Data records:
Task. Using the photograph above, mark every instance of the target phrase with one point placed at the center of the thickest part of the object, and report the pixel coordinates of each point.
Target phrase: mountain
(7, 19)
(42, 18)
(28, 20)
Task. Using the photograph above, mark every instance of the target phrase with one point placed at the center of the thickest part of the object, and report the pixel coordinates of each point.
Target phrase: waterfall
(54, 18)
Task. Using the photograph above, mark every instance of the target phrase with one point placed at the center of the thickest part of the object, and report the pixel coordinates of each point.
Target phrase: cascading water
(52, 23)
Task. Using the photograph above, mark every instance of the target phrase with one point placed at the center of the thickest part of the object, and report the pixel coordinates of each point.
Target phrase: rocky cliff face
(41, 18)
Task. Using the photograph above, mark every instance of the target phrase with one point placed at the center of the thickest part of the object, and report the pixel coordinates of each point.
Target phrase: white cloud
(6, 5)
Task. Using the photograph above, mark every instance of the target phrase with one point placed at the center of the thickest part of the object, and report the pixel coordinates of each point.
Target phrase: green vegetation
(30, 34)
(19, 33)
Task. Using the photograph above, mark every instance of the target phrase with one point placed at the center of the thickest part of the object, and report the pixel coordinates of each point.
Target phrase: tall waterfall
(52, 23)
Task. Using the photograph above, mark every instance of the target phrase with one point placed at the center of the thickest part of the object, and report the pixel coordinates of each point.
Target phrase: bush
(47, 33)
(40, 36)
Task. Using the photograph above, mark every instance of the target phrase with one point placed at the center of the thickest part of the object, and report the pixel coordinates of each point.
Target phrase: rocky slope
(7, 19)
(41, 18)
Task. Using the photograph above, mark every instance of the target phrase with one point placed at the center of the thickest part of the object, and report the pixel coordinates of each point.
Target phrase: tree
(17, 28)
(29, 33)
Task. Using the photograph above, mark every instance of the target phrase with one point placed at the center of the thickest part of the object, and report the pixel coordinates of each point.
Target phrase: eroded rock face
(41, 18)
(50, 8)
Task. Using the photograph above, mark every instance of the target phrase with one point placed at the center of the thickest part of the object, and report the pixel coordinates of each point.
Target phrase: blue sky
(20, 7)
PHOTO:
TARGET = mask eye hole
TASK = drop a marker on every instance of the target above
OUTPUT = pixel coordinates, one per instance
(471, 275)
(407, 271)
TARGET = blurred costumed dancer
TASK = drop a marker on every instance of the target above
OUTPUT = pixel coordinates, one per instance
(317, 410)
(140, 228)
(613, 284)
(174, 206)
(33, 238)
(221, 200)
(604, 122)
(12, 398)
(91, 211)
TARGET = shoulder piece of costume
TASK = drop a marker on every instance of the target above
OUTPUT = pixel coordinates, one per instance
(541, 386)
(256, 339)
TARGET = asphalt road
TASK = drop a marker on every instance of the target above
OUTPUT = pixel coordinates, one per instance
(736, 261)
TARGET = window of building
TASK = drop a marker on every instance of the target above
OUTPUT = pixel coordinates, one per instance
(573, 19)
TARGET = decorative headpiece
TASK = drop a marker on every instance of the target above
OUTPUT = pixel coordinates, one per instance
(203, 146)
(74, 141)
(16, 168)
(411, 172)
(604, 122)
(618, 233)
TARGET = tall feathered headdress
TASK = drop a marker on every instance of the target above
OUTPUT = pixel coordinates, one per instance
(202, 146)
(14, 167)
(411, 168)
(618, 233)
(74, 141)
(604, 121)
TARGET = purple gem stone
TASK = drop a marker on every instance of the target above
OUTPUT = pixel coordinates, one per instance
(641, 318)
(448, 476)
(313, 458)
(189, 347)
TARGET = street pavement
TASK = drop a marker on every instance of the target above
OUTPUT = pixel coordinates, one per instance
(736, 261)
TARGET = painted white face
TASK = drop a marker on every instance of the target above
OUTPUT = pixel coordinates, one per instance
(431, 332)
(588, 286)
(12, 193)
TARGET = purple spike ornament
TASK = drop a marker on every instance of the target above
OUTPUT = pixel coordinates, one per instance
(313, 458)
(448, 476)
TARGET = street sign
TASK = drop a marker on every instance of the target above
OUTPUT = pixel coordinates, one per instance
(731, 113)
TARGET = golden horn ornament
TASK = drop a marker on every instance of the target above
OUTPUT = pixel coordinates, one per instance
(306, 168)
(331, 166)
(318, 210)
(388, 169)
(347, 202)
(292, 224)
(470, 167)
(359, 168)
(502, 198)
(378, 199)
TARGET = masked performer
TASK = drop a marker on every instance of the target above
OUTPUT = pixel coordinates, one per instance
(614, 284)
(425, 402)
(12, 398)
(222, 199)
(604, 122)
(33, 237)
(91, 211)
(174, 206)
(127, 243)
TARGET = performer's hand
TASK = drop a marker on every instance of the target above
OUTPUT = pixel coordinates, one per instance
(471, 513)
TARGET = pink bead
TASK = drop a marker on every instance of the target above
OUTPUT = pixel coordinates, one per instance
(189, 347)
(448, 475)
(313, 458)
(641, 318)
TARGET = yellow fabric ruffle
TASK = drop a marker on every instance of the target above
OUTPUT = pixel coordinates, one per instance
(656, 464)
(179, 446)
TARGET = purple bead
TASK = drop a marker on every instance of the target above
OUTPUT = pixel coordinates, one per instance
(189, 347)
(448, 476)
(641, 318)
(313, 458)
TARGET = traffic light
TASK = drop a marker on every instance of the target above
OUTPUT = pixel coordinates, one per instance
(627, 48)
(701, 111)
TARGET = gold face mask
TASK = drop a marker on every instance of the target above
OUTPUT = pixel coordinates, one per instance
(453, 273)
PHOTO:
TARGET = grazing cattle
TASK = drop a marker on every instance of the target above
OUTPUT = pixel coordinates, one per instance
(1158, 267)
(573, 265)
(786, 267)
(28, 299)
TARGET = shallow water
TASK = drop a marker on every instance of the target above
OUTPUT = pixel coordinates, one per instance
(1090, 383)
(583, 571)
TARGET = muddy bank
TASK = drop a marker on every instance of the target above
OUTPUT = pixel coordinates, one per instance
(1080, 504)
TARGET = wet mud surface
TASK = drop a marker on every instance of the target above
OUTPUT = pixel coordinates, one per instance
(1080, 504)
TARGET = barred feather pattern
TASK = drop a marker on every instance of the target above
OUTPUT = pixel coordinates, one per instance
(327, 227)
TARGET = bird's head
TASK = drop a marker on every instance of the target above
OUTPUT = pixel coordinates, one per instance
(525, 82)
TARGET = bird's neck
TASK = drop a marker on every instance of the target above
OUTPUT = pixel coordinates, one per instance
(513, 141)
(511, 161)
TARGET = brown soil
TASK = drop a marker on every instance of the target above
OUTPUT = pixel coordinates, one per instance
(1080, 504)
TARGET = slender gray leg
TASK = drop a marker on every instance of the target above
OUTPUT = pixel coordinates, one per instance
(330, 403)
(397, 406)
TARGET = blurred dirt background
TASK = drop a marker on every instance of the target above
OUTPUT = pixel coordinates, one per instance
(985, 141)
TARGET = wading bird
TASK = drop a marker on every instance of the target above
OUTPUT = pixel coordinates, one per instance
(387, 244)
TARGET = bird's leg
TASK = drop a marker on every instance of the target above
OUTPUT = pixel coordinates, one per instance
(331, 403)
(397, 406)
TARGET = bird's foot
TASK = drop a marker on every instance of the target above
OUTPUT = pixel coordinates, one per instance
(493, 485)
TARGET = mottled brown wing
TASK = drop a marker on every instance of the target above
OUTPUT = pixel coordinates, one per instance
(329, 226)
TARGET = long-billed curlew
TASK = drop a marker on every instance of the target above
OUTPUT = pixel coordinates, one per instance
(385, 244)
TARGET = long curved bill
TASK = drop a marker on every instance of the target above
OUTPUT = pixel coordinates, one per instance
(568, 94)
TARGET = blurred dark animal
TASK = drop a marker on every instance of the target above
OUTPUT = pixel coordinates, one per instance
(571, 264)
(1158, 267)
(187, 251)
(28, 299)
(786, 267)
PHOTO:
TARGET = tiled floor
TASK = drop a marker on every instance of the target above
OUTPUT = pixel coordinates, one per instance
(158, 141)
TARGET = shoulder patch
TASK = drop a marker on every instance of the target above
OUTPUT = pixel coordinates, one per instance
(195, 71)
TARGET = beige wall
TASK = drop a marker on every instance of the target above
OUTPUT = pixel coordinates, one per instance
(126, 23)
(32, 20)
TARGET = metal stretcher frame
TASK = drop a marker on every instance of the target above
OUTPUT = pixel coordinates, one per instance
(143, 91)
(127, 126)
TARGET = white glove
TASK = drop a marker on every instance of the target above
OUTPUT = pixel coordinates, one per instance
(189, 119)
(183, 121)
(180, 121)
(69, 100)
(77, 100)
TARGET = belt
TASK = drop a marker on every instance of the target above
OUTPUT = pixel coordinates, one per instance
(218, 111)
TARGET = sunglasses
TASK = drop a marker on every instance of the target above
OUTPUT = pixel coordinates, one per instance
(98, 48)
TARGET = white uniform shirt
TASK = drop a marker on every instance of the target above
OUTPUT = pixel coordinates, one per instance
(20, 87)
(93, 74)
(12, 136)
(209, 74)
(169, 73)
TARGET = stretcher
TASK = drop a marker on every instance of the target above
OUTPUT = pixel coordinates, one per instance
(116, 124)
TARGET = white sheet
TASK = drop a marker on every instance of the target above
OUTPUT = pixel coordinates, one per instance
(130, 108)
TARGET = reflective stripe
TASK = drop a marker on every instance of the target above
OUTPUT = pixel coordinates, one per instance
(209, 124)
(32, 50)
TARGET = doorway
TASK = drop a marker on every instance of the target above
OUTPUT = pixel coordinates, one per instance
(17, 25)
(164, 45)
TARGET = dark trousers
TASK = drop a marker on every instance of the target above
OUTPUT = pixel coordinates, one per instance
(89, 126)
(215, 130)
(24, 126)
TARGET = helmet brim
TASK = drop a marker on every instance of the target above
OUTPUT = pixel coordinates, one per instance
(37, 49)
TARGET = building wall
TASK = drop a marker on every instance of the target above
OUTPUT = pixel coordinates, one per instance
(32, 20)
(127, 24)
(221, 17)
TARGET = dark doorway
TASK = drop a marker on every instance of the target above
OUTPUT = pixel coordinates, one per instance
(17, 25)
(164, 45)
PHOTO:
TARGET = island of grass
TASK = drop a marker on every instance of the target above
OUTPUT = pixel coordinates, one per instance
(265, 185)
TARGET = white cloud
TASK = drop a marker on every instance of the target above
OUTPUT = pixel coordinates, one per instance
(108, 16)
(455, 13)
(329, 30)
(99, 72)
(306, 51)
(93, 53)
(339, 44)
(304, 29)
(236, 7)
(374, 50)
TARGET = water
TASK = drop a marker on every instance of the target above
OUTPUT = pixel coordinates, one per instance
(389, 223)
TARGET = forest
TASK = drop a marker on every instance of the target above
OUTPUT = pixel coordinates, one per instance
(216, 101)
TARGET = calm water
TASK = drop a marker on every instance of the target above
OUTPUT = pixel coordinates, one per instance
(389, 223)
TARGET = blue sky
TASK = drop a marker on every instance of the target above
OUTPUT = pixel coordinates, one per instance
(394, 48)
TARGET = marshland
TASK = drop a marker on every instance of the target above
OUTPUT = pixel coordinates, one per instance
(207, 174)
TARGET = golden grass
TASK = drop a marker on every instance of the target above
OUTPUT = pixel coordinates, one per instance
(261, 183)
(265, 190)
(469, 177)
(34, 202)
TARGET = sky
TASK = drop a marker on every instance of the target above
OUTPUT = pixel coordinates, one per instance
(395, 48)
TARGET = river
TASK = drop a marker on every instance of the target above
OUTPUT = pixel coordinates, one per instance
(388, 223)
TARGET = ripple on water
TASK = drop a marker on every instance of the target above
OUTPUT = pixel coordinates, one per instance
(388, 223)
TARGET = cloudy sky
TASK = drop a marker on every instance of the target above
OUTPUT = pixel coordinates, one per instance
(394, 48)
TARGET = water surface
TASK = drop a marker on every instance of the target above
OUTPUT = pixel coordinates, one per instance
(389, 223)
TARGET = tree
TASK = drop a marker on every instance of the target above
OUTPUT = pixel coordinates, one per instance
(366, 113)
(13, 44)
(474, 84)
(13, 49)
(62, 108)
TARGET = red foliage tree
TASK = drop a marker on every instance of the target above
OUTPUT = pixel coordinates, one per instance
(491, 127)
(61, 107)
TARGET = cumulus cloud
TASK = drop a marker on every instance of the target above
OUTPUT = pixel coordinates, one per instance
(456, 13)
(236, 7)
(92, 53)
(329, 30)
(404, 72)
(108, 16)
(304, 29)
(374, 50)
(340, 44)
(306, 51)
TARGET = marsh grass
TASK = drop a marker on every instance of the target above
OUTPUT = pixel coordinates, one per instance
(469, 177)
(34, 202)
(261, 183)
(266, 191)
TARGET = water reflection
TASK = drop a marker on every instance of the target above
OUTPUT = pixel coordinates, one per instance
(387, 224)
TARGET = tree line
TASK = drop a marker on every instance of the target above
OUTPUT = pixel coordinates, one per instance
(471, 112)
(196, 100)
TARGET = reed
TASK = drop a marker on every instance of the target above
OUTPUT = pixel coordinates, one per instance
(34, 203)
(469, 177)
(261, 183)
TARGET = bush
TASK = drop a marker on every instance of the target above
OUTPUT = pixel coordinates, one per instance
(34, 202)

Exercise requirements:
Please give only the number of lines above that contain the word "building".

Exercise response:
2